● **WHAT NEEDS TO BE DONE**: In the isothermal container excerpt, what are the walls of the heat-insulating container disclosed in CH 147246 A made of?
Start of PAGE EXCERPT
Several isothermal containers are currently known. Isothermal containers allow their contents to be kept at a certain desired temperature, in order to keep it at a controlled temperature during transport or storage.

US 2002/0050147 discloses an isothermal container with a double plastic wall with heating or cooling elements inside. This double wall that contains the heating or cooling elements defines a volume that is used as a container. The container will hold at a certain temperature depending on the content. Thanks to this type of container, the objects are not in direct contact with the heating or cooling elements.

In the prior art container, the inner walls of the double wall are plastic and are less insulating than the outer walls, so that the heat flow is transmitted to the container and not to the outside. The problem is that the temperature of the cooling or heating elements is quickly transmitted to the container through the plastic walls, which can create a thermal shock in the contained objects. This thermal shock is a problem for foods, for example, for which sudden changes in temperature are not recommended. In addition, when the cooling elements transmit their temperature to the container and are heated, condensation is created and moisture is deposited on the plastic walls.

CH 147246 A discloses a heat insulating container with walls made of several layers of cork, with air spaces between the layers of cork filled with raw cork granules.

Summary of the invention

An object of the invention is, firstly, to provide a method of manufacturing a diffuser plate for an isothermal container, making it possible to avoid thermal shocks by ensuring that the temperature diffuses through the plate over time.

To this end, the invention relates to a method of manufacturing a diffusing cork plate for isothermal containers. Considering a cork board of initial density, it is compressed to increase the density laterally, to form crusty outer skins with greater diffusion than the initial one and thus control the diffusion of the compressed plate.
End of PAGE EXCERPT
Start of LISTED RECORDS
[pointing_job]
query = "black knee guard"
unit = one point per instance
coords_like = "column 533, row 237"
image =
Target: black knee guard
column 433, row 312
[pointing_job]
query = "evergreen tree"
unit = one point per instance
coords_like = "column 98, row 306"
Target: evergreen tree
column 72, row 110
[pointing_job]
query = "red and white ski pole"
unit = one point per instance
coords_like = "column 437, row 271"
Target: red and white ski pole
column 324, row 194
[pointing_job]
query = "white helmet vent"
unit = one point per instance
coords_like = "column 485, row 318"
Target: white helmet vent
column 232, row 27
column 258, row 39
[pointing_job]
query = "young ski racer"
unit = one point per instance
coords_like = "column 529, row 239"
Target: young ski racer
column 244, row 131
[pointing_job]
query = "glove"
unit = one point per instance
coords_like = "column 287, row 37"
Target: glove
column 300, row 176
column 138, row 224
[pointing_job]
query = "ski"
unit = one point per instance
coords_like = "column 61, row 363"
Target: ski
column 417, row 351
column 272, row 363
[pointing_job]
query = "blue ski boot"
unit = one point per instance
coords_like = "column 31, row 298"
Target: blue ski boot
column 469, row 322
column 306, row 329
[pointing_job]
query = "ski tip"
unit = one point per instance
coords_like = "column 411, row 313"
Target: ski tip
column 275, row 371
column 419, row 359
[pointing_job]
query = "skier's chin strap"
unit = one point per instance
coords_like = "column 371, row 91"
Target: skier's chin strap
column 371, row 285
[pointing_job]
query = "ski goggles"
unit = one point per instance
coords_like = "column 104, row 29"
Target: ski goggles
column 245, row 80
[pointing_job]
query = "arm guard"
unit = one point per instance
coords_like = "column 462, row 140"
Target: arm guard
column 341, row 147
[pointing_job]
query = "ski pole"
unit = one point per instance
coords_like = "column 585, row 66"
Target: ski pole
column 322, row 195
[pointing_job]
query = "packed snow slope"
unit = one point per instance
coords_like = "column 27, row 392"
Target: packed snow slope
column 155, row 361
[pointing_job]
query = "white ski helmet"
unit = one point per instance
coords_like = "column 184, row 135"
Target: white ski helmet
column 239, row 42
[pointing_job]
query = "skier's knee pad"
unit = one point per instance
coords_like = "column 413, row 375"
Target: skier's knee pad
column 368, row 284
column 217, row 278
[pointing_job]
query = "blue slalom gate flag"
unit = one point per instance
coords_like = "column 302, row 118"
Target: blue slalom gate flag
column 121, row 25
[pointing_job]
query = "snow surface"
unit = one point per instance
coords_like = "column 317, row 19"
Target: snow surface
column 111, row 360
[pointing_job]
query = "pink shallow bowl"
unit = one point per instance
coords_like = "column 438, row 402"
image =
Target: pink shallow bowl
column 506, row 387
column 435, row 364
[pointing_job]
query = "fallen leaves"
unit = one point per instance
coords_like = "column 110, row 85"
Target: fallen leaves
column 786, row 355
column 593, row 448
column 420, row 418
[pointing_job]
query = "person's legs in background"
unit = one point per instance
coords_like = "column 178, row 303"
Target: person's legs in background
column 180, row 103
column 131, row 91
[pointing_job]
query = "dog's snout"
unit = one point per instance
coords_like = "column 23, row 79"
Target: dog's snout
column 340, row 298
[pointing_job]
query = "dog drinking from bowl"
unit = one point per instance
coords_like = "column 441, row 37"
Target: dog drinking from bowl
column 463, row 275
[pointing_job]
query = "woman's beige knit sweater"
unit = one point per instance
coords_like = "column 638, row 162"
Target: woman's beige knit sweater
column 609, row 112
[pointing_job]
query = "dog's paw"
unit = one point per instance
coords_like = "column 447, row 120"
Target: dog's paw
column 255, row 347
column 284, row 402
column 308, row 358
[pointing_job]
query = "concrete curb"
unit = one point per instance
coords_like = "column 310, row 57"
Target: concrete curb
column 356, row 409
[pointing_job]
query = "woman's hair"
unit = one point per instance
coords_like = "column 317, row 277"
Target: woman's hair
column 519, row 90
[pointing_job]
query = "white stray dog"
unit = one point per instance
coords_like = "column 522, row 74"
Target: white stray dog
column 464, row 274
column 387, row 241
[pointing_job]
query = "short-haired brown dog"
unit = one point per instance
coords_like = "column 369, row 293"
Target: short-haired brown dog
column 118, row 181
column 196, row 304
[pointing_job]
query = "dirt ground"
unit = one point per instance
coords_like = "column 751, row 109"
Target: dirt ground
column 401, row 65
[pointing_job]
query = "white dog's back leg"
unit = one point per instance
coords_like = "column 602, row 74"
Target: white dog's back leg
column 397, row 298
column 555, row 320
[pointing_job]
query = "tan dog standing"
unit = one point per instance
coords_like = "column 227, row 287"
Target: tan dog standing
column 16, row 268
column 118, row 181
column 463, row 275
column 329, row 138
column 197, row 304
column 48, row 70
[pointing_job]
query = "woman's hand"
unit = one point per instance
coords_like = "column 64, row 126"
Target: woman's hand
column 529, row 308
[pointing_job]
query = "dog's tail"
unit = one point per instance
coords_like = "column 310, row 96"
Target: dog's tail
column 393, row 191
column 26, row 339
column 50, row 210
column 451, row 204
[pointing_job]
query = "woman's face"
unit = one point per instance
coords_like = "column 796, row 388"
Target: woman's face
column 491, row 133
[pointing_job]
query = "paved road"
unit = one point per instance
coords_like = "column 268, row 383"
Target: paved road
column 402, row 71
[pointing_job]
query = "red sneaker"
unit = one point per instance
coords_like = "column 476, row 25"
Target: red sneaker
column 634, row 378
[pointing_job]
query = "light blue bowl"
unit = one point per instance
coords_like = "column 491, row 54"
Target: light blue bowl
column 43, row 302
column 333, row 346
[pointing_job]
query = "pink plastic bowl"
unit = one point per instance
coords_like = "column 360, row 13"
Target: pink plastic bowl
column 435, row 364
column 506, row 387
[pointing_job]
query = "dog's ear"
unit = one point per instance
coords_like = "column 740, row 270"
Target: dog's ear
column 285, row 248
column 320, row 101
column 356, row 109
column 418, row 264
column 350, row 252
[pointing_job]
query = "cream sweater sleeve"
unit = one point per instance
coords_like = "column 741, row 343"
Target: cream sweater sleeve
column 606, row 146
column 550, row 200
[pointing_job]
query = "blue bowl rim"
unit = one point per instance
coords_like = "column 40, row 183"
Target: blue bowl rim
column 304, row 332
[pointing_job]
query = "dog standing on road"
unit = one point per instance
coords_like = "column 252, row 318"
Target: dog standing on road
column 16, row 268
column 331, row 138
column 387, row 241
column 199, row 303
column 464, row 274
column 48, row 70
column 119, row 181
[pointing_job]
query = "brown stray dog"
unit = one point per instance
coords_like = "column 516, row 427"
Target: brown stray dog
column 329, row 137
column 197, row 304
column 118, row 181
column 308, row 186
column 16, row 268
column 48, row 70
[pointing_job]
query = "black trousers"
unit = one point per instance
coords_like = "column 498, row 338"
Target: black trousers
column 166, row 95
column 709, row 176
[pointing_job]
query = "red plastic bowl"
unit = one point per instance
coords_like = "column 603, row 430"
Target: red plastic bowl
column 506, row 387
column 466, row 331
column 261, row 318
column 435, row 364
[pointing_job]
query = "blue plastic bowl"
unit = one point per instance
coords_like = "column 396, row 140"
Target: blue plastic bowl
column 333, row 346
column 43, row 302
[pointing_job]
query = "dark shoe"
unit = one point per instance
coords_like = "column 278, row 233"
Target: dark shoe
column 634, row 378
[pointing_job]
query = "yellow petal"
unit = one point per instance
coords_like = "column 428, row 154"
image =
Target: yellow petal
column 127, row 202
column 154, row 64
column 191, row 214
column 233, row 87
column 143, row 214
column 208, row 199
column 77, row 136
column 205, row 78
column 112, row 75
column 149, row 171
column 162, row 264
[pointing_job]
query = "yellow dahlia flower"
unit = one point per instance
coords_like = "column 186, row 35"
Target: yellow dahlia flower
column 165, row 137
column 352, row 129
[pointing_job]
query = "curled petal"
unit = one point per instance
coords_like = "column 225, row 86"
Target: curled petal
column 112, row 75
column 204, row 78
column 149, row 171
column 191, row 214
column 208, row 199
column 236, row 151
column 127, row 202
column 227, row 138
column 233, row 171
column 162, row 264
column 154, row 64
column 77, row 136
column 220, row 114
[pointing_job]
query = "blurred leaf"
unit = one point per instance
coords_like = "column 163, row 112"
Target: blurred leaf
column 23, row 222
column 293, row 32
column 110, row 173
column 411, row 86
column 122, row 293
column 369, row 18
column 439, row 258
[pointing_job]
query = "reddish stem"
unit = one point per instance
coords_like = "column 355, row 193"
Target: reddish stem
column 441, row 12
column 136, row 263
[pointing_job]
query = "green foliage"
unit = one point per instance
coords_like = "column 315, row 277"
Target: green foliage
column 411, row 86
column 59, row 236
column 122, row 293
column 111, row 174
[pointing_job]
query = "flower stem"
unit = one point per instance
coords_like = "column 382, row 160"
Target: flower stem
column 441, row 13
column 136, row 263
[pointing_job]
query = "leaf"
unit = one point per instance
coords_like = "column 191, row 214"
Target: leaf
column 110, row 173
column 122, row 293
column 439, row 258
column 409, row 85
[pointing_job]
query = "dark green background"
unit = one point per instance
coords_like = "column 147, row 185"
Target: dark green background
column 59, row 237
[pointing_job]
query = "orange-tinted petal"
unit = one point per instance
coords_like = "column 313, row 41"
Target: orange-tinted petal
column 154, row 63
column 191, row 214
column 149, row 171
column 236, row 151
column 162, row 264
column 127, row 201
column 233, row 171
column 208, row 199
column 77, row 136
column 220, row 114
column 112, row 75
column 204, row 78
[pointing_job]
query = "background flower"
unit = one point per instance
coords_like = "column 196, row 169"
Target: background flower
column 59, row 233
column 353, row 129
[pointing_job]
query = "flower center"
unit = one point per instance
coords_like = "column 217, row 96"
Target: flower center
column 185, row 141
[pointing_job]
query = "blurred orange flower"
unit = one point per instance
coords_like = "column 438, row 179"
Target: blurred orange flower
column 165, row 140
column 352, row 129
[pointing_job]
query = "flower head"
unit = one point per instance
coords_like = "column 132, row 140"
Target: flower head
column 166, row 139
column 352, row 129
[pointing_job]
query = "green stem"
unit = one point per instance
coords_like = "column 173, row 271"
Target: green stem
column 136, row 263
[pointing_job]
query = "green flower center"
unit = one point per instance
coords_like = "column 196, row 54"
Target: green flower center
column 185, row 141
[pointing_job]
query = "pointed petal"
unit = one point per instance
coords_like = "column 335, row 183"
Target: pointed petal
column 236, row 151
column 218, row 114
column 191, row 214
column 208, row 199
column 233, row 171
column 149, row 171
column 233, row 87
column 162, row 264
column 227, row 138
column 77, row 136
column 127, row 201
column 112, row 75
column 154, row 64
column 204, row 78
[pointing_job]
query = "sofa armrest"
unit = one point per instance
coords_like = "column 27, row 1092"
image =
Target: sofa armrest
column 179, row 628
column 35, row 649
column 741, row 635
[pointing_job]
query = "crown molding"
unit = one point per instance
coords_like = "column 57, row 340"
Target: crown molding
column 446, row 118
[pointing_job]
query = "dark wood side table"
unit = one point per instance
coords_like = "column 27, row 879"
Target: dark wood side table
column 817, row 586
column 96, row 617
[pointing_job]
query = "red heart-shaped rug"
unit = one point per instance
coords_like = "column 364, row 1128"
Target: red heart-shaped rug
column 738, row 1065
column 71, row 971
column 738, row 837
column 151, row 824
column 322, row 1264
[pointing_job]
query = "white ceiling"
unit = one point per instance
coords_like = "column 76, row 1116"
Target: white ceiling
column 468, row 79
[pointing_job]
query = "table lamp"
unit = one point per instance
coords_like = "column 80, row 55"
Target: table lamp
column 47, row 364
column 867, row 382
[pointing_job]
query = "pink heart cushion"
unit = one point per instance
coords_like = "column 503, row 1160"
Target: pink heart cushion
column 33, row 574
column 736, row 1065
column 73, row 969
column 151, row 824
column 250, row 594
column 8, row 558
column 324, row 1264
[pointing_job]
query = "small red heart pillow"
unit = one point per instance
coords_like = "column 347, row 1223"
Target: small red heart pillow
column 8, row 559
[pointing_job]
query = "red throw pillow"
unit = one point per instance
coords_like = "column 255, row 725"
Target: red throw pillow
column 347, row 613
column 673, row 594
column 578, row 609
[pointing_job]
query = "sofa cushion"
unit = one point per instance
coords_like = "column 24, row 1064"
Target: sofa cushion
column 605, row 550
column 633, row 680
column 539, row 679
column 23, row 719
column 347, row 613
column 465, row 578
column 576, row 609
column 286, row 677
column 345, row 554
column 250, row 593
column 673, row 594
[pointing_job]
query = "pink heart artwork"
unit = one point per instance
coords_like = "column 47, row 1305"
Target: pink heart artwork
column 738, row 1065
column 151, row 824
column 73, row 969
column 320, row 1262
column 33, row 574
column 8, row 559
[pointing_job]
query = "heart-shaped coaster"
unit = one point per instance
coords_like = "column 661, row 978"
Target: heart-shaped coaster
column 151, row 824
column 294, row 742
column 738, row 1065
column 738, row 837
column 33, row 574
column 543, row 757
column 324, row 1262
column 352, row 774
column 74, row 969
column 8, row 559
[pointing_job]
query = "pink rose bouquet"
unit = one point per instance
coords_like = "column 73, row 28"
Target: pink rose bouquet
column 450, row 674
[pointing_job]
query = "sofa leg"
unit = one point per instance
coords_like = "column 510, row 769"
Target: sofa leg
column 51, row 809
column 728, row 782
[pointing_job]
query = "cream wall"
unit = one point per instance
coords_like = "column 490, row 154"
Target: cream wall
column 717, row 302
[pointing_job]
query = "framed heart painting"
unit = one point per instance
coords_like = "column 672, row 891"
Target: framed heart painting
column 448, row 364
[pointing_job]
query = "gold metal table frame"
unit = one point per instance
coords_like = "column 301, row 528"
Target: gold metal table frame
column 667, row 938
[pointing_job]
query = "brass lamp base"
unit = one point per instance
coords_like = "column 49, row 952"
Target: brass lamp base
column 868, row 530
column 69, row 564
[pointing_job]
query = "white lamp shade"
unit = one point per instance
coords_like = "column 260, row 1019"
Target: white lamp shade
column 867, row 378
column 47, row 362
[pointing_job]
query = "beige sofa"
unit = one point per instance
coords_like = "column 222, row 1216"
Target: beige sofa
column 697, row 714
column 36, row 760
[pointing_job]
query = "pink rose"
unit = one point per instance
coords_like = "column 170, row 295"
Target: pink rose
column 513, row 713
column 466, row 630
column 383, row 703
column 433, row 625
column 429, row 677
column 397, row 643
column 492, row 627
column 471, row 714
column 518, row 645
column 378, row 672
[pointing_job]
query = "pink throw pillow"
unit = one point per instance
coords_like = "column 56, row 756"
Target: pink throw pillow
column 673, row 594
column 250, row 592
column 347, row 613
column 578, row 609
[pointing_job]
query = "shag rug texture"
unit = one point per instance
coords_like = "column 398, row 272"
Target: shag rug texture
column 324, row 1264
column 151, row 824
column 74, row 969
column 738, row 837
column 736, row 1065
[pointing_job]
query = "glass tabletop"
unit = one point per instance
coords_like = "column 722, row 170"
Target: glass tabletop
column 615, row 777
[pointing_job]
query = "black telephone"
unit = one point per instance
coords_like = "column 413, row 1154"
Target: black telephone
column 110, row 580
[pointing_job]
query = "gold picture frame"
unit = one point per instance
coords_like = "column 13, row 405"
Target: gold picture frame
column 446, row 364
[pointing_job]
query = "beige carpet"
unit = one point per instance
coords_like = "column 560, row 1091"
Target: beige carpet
End of LISTED RECORDS
● **OUTPUT BELOW**: Several layers of cork, with the air spaces between the layers filled with raw cork granules.